EXTRACTED DATA:
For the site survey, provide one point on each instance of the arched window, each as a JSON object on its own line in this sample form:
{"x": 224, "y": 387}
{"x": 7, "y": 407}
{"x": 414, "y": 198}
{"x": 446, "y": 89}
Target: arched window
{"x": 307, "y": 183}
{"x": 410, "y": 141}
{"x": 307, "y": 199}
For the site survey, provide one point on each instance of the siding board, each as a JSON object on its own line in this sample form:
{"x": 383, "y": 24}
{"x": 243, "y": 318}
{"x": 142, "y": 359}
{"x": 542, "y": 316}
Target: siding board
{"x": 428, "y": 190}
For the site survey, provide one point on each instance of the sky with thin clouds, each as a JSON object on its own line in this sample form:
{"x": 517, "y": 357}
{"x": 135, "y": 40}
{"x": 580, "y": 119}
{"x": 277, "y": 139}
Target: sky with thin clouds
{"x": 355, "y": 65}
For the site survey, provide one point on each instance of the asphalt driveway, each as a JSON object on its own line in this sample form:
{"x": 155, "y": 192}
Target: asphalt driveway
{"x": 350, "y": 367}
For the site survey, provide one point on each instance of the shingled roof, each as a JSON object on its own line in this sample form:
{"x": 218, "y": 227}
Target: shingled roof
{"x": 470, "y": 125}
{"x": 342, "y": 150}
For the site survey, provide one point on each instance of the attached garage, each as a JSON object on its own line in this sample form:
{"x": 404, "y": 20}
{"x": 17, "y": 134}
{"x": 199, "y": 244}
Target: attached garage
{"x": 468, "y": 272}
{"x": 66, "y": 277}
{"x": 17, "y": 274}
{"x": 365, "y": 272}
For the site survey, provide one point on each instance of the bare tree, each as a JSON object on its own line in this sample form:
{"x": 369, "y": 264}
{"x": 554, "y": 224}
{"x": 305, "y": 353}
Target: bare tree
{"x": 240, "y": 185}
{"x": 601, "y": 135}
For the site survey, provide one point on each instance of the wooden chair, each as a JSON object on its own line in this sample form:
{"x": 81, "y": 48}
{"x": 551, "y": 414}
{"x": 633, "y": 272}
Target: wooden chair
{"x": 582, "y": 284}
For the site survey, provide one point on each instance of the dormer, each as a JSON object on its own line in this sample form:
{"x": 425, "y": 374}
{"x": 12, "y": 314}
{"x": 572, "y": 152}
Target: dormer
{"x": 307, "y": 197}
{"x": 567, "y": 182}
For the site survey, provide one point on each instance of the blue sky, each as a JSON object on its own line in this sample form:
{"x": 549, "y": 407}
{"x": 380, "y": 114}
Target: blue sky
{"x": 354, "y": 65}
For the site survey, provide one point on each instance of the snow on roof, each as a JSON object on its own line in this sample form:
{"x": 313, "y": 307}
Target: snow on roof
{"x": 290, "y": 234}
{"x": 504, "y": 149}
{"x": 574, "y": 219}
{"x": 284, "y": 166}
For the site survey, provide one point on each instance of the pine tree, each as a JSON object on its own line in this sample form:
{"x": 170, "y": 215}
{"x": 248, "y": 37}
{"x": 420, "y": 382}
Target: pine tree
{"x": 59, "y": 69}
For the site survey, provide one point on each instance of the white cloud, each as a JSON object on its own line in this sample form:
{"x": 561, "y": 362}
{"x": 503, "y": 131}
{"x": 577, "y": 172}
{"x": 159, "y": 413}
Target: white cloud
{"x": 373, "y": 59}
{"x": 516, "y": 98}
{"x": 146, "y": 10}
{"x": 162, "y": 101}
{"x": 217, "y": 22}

DIRECTIONS: When you answer, repeat each entry exactly as it appears above.

YOUR RESPONSE:
For the site survey, provide one point on each instance of the arched window, each as a JSON object on its own line in this sample form:
{"x": 224, "y": 387}
{"x": 7, "y": 407}
{"x": 414, "y": 198}
{"x": 446, "y": 89}
Target: arched window
{"x": 307, "y": 183}
{"x": 410, "y": 141}
{"x": 307, "y": 199}
For the site survey, provide one point on each instance of the siding board, each as a JSON object on its own line in this sample form:
{"x": 383, "y": 24}
{"x": 243, "y": 318}
{"x": 142, "y": 359}
{"x": 542, "y": 316}
Target: siding board
{"x": 428, "y": 190}
For the site survey, provide one point on each instance of the sky with thin clouds, each as a JSON object on its own line in this sample form:
{"x": 517, "y": 357}
{"x": 135, "y": 40}
{"x": 580, "y": 119}
{"x": 277, "y": 139}
Target: sky with thin clouds
{"x": 355, "y": 65}
For the site survey, provide one point on each instance of the asphalt driveway, each as a JSON object on its own line in this sample form:
{"x": 155, "y": 192}
Target: asphalt driveway
{"x": 350, "y": 367}
For the site survey, provide one point on each instance of the shingled roof, each as a JSON object on its own line in this sample form:
{"x": 218, "y": 227}
Target: shingled roof
{"x": 470, "y": 125}
{"x": 342, "y": 150}
For the site survey, provide one point on each instance of the attached garage, each as a JSON object on its own line in this sample form:
{"x": 404, "y": 20}
{"x": 17, "y": 134}
{"x": 199, "y": 244}
Target: attached garage
{"x": 468, "y": 272}
{"x": 66, "y": 277}
{"x": 17, "y": 274}
{"x": 365, "y": 272}
For the site survey, provide one point on each instance of the bare tree, each as a JSON object on its own line in this sample form:
{"x": 369, "y": 264}
{"x": 554, "y": 224}
{"x": 305, "y": 353}
Target: bare tree
{"x": 240, "y": 185}
{"x": 601, "y": 135}
For the site survey, provide one point on each instance of the wooden chair, each as a JSON object on its own line in this sample form:
{"x": 81, "y": 48}
{"x": 551, "y": 414}
{"x": 633, "y": 272}
Target: wooden chair
{"x": 582, "y": 284}
For the site survey, provide one point on each instance of the dormer, each as a JSON object on its own line in this sample form:
{"x": 425, "y": 374}
{"x": 12, "y": 314}
{"x": 572, "y": 152}
Target: dormer
{"x": 307, "y": 197}
{"x": 567, "y": 182}
For the site survey, provide one point on each instance of the blue sky, each as a JSON object on its own line in this sample form:
{"x": 549, "y": 407}
{"x": 380, "y": 114}
Target: blue sky
{"x": 354, "y": 65}
For the site survey, provide one point on each instance of the snow on roof, each as a JSON object on its own line in this sample form:
{"x": 313, "y": 307}
Target: snow on roof
{"x": 290, "y": 234}
{"x": 504, "y": 149}
{"x": 574, "y": 219}
{"x": 284, "y": 166}
For the site survey, provide one point on each instance of the pine tree, each as a JSON object on its own line in this sample form:
{"x": 170, "y": 215}
{"x": 248, "y": 37}
{"x": 420, "y": 382}
Target: pine tree
{"x": 59, "y": 69}
For the site survey, provide one point on each instance of the white cloud, each as a JSON object on its own line in this sample form:
{"x": 561, "y": 362}
{"x": 503, "y": 131}
{"x": 577, "y": 172}
{"x": 159, "y": 413}
Target: white cloud
{"x": 373, "y": 59}
{"x": 516, "y": 98}
{"x": 146, "y": 10}
{"x": 162, "y": 101}
{"x": 217, "y": 22}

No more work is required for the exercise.